## REQUEST A
Pull out each line of the rows that contains the string "monkey" and copy those lines.

Since Bock and Aitkin (1981) extended the IRT model to a multidimensional case, many researchers have studied CAT using a bank of items calibrated under MIRT models. Initially, Bloxom and Vale (1987) developed multidimensional adaptive estimation procedures. They extended the multivariate analysis of Owen’s (1975) sequential Bayesian adaptive updating algorithm. Then, Tam (1992) evaluated a multidimensional adaptive estimation procedure through precision, test information, and computational time. However, these studies (Bloxom & Vale, 1987; Tam, 1992) considered the implementation of CAT with respect to only θ estimation methods. They did not address the procedure for multidimensional adaptive item selection that considers prior knowledge of a multivariate distribution of θ.

(Annotated coordinate records)
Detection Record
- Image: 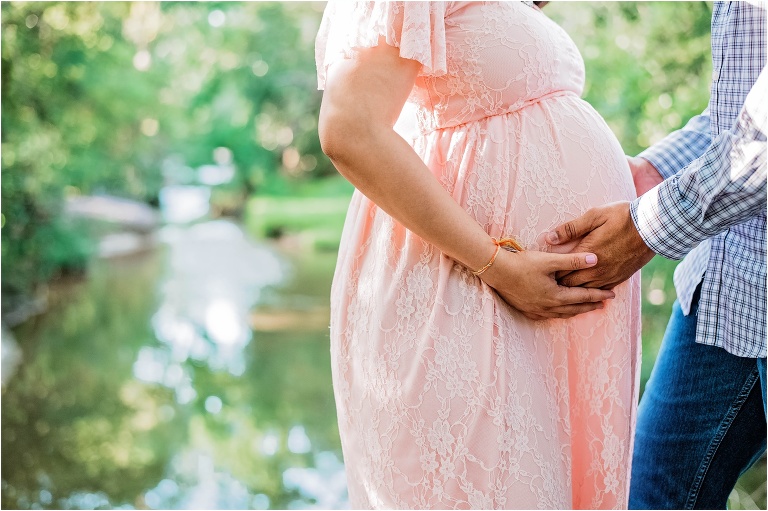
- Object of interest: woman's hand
[318,39,613,319]
[481,250,616,320]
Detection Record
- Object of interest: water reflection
[2,213,346,509]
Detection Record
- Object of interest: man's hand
[627,156,664,197]
[547,202,655,289]
[481,250,616,320]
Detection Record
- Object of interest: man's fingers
[550,302,605,317]
[549,253,597,273]
[546,209,597,245]
[557,287,616,307]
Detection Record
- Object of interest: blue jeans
[629,291,766,509]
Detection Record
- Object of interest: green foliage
[2,2,335,295]
[545,2,712,155]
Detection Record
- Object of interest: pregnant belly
[414,96,635,250]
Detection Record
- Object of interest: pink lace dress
[316,2,640,509]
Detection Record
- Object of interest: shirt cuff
[629,178,703,259]
[638,137,706,179]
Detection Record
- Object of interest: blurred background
[0,2,766,509]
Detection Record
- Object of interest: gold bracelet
[472,244,501,277]
[472,237,523,276]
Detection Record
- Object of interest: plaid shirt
[630,2,768,358]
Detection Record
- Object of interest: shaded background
[0,2,766,509]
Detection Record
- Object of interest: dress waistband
[421,90,580,135]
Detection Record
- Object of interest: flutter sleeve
[315,1,447,89]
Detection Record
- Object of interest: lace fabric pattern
[316,2,640,509]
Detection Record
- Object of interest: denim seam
[685,368,760,509]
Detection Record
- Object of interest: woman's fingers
[548,252,597,273]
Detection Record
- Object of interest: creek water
[2,191,347,509]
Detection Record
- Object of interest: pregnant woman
[316,2,640,509]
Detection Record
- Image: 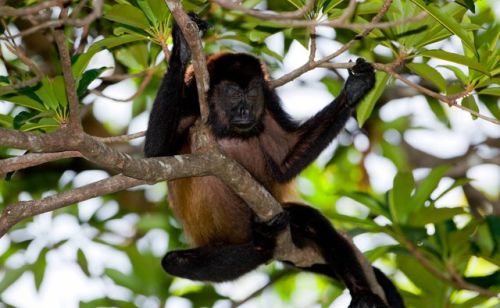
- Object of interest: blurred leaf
[389,171,415,223]
[342,191,389,217]
[12,111,36,130]
[425,96,451,128]
[406,63,446,92]
[478,87,500,96]
[462,95,479,120]
[76,67,107,97]
[0,114,14,128]
[78,297,137,308]
[408,206,466,227]
[411,0,476,51]
[0,265,29,294]
[72,34,145,76]
[0,95,46,111]
[465,271,500,289]
[419,49,490,76]
[464,0,476,13]
[408,165,450,213]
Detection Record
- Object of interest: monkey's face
[209,78,264,137]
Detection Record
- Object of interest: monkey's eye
[227,85,242,100]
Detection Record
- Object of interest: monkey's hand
[348,292,389,308]
[172,12,209,64]
[252,211,290,254]
[344,58,375,107]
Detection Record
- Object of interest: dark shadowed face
[209,78,264,137]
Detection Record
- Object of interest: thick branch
[0,175,145,238]
[0,151,82,176]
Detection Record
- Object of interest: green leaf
[21,119,59,132]
[434,178,472,202]
[1,95,47,111]
[0,114,14,128]
[0,265,29,294]
[356,72,390,126]
[72,34,146,76]
[411,0,476,52]
[52,76,68,110]
[425,96,451,128]
[343,191,389,217]
[389,171,415,224]
[408,165,450,213]
[32,249,47,291]
[104,4,150,30]
[478,87,500,96]
[439,65,467,84]
[419,49,490,76]
[35,76,59,111]
[76,248,90,276]
[12,111,36,130]
[408,206,466,227]
[0,76,10,86]
[76,67,107,97]
[406,63,446,92]
[462,95,479,120]
[464,0,476,13]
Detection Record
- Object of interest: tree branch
[0,151,82,176]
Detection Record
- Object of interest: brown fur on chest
[168,124,296,246]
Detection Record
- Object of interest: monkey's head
[207,53,269,138]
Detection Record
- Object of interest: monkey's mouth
[231,119,256,131]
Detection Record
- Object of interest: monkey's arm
[144,21,201,157]
[268,58,375,182]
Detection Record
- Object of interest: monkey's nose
[238,106,250,119]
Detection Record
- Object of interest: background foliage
[0,0,500,307]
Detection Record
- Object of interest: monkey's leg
[161,242,272,282]
[285,203,404,308]
[162,212,288,282]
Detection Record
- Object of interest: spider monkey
[144,15,404,307]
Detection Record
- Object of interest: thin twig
[90,68,154,103]
[373,63,500,125]
[0,174,146,238]
[212,0,427,30]
[402,239,500,298]
[54,20,83,134]
[212,0,316,20]
[269,0,392,88]
[94,131,146,144]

## REQUEST B
Using the passage on multidimensional adaptive testing, say whether each statement agrees with it. Answer yes or no and quote the deciding words. (i) Bloxom and Vale (1987) developed multidimensional adaptive estimation procedures. (ii) Bloxom and Vale (1987) and Tam (1992) addressed the procedure for multidimensional adaptive item selection. (iii) Tam (1992) evaluated a multidimensional adaptive estimation procedure through precision, test information, and computational time.

## WRITTEN ANSWER A
- Object of interest: monkey's face
- Object of interest: monkey's eye
- Object of interest: monkey's hand
- Object of interest: monkey's head
- Object of interest: monkey's mouth
- Object of interest: monkey's arm
- Object of interest: monkey's nose
- Object of interest: monkey's leg
- Object of interest: spider monkey

## WRITTEN ANSWER B
(i) Yes: "Initially, Bloxom and Vale (1987) developed multidimensional adaptive estimation procedures."
(ii) No: "They did not address the procedure for multidimensional adaptive item selection that considers prior knowledge of a multivariate distribution of θ."
(iii) Yes: "Tam (1992) evaluated a multidimensional adaptive estimation procedure through precision, test information, and computational time."